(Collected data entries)

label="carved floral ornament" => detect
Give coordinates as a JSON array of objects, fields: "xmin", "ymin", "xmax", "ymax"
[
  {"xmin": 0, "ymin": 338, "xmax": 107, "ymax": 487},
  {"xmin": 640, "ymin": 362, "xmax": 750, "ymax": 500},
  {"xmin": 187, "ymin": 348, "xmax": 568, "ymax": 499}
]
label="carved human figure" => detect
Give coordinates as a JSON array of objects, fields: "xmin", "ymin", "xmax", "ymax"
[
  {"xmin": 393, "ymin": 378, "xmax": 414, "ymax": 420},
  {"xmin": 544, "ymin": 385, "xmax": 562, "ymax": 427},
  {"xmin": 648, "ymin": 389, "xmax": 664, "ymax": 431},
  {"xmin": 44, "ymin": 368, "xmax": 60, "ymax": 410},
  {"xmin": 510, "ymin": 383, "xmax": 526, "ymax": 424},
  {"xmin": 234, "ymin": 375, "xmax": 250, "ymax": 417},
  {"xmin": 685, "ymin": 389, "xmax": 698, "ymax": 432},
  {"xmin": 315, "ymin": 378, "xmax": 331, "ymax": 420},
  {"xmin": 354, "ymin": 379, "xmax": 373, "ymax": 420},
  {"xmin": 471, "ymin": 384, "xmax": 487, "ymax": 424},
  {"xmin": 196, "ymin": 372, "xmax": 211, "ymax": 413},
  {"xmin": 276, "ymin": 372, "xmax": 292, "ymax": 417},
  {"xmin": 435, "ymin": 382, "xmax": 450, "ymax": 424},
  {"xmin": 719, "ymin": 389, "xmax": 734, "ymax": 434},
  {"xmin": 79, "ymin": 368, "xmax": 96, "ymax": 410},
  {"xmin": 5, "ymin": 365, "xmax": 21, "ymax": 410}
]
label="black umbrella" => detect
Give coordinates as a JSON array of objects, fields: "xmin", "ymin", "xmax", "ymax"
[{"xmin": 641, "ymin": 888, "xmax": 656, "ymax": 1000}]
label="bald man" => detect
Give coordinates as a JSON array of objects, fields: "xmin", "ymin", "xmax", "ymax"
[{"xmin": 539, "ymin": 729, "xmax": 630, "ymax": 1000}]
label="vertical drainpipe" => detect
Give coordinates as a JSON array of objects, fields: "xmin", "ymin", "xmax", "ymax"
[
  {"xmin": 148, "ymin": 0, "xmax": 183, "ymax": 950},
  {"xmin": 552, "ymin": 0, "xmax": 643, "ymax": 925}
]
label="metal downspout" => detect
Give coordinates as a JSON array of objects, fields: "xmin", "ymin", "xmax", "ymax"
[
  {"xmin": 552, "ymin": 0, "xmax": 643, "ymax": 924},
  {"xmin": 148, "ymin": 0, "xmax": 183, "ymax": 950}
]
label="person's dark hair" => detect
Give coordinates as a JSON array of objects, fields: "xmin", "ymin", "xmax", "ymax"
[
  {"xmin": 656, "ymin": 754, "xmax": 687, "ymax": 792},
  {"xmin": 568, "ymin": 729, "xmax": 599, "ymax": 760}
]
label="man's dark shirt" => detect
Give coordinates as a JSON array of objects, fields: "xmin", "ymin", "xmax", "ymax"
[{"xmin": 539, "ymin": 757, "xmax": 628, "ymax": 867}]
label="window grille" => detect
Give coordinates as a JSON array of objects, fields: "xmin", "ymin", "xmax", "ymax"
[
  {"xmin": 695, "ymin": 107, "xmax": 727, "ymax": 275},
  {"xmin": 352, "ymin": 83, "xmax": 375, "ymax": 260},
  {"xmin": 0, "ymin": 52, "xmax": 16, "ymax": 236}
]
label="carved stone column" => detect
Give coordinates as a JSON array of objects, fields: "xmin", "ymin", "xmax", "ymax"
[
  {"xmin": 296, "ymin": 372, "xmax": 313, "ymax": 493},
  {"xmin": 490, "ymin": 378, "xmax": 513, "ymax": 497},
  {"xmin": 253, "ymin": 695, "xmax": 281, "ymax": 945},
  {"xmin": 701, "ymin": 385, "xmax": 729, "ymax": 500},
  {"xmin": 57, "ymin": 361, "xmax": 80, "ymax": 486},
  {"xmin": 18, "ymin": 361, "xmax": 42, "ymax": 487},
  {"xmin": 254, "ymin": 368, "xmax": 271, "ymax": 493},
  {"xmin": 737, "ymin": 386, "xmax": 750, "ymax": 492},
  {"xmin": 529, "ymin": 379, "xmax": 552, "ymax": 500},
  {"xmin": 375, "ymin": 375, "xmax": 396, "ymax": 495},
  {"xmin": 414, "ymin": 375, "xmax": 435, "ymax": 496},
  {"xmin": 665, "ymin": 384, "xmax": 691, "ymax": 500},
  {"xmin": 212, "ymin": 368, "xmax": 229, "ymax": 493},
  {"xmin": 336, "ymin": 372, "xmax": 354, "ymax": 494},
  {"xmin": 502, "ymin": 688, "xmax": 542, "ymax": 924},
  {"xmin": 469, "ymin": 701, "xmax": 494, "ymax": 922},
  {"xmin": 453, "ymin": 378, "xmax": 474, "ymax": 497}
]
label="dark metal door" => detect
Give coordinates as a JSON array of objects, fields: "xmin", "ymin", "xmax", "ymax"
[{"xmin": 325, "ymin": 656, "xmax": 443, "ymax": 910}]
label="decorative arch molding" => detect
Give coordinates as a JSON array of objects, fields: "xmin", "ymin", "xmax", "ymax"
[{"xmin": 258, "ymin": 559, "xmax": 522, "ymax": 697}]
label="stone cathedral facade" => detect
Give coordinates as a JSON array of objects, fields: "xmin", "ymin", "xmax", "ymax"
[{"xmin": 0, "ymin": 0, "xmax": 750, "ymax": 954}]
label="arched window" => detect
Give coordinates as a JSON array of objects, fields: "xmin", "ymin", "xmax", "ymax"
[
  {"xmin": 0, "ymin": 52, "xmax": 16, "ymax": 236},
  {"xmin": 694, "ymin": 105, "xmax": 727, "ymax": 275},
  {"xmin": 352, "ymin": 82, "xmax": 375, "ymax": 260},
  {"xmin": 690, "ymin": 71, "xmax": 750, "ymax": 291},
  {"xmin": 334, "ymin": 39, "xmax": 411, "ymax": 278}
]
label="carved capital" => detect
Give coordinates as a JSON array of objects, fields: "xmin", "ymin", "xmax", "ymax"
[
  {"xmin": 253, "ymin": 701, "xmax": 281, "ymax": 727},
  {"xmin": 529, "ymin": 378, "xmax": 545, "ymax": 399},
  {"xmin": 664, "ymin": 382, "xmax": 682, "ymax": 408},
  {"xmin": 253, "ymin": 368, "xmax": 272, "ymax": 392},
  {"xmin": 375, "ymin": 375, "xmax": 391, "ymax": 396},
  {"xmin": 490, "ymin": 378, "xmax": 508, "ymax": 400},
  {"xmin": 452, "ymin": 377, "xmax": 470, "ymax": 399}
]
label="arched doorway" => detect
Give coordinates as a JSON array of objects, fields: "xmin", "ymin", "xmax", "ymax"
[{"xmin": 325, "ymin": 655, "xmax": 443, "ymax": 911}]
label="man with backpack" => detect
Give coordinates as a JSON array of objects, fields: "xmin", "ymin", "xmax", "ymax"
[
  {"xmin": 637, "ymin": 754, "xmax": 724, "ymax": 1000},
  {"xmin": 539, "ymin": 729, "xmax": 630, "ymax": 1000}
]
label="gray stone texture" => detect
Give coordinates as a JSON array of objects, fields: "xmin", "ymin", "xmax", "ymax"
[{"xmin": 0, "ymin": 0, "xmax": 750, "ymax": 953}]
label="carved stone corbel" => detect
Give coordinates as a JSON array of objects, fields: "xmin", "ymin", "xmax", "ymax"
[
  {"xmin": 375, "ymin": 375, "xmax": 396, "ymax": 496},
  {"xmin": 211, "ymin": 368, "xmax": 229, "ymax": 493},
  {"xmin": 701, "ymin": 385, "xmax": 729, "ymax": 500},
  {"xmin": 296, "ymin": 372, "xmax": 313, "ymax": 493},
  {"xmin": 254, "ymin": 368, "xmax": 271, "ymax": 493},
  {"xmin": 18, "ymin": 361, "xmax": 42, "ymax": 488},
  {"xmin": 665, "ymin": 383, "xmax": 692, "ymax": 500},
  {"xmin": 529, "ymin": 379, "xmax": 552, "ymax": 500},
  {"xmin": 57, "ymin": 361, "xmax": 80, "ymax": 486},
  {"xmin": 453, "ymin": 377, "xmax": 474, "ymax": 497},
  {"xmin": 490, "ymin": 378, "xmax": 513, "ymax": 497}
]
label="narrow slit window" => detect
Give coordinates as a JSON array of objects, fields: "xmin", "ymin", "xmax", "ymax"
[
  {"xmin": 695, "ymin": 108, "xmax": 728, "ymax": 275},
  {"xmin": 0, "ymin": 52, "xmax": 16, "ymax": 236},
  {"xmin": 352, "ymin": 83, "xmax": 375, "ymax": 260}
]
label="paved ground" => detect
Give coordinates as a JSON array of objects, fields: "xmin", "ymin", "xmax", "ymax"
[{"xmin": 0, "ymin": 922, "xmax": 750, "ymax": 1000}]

### SHORT EXERCISE
Copy each line of the data above that contains the word "dark", matching case exactly.

### RESPONSE TO THE EXERCISE
label="person's dark hair" => detect
label="man's dark shirt" => detect
label="dark metal door" => detect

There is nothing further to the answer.